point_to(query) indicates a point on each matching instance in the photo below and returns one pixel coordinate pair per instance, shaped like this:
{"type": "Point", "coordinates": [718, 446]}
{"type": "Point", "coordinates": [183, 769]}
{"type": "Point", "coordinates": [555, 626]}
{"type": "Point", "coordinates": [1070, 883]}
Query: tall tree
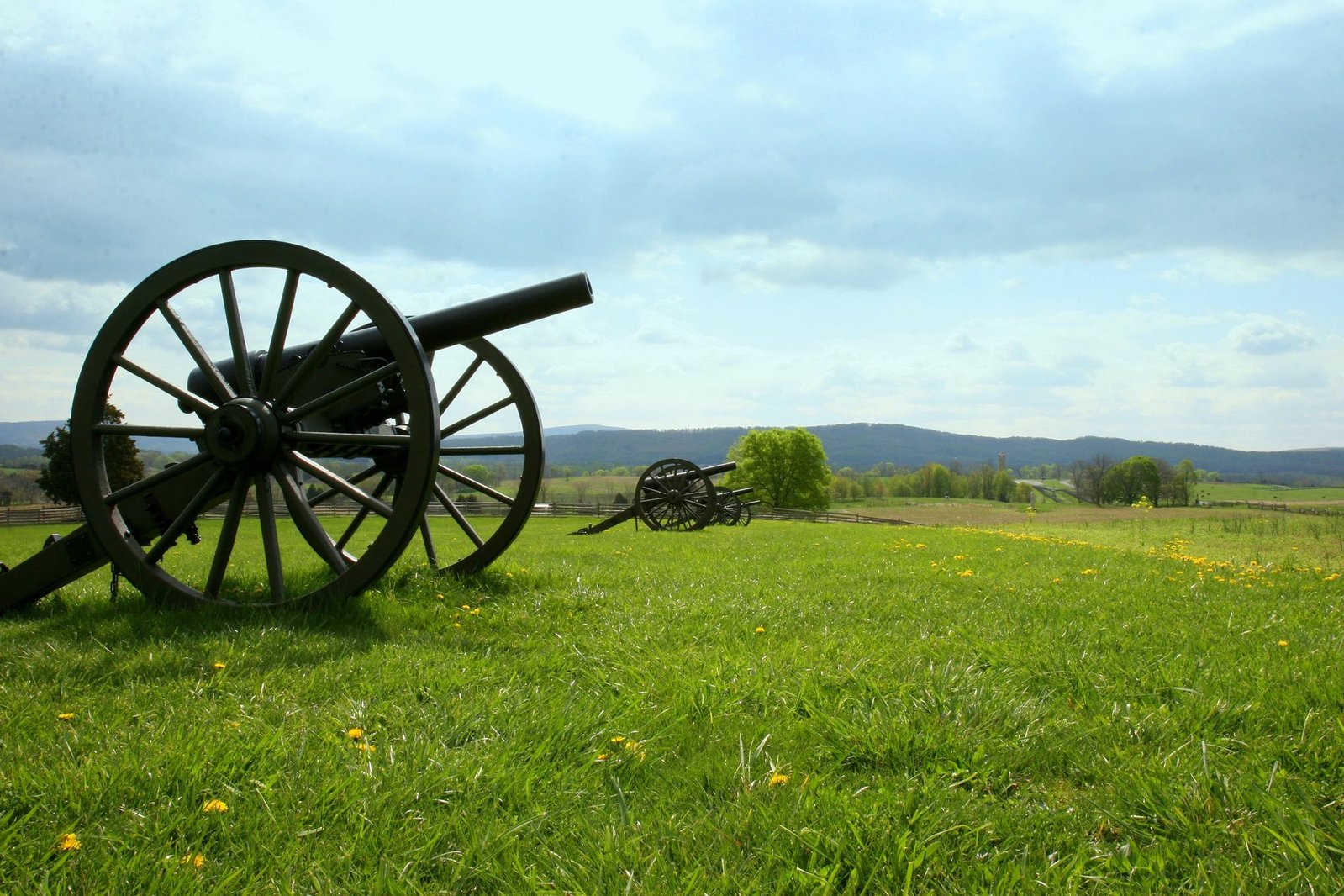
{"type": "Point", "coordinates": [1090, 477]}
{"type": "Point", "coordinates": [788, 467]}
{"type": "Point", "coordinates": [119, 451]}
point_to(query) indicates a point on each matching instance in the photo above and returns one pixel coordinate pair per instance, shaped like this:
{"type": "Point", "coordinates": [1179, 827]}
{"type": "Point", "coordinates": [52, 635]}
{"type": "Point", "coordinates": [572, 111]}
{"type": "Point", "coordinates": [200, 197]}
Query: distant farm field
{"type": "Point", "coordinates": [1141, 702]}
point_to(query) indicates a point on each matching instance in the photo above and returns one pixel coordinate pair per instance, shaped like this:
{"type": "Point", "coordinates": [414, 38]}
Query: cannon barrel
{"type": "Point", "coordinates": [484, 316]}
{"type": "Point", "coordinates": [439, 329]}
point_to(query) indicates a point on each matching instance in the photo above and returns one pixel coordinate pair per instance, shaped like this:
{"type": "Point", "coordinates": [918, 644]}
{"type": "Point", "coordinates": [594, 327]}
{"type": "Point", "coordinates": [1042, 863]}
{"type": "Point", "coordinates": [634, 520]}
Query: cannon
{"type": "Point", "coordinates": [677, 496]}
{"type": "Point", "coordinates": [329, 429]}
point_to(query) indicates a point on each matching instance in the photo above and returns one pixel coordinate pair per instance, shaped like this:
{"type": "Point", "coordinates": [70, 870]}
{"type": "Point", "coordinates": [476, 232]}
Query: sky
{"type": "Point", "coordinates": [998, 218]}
——————————
- Task objective -
Copy all the material word for word, minus its pictures.

- Solution to this task -
point_to(query) indicates a point on each matching instance in the photo below and returns one pixel coordinate pair per instance, shaped like this:
{"type": "Point", "coordinates": [718, 446]}
{"type": "Point", "coordinates": [183, 769]}
{"type": "Point", "coordinates": [555, 626]}
{"type": "Point", "coordinates": [1070, 883]}
Query: tall tree
{"type": "Point", "coordinates": [1090, 477]}
{"type": "Point", "coordinates": [788, 467]}
{"type": "Point", "coordinates": [119, 451]}
point_to(query) indicates a point on each matching instance in the photo above and returns one pixel coordinate pair per instance, shaped like this:
{"type": "Point", "coordinates": [1179, 827]}
{"type": "Point", "coordinates": [52, 635]}
{"type": "Point", "coordinates": [572, 111]}
{"type": "Point", "coordinates": [200, 197]}
Query: distant farm field
{"type": "Point", "coordinates": [1141, 702]}
point_to(query) indicates a point on each matching instance in the photo above and returns one pixel coordinate pair per instance, shaped like this:
{"type": "Point", "coordinates": [414, 38]}
Query: cannon barrel
{"type": "Point", "coordinates": [484, 316]}
{"type": "Point", "coordinates": [439, 329]}
point_to(query) indicates a point on each matching instance in the photo above and returns one pixel coordinate pair per instance, shaped like this:
{"type": "Point", "coordinates": [918, 644]}
{"type": "Point", "coordinates": [594, 327]}
{"type": "Point", "coordinates": [1042, 863]}
{"type": "Point", "coordinates": [634, 520]}
Query: cannon
{"type": "Point", "coordinates": [677, 496]}
{"type": "Point", "coordinates": [329, 429]}
point_to(query) indicates a point on each matching instance in the photo above and returns one pixel coordinate pair per instance, shaped like this:
{"type": "Point", "coordinates": [70, 870]}
{"type": "Point", "coordinates": [476, 232]}
Query: sky
{"type": "Point", "coordinates": [998, 218]}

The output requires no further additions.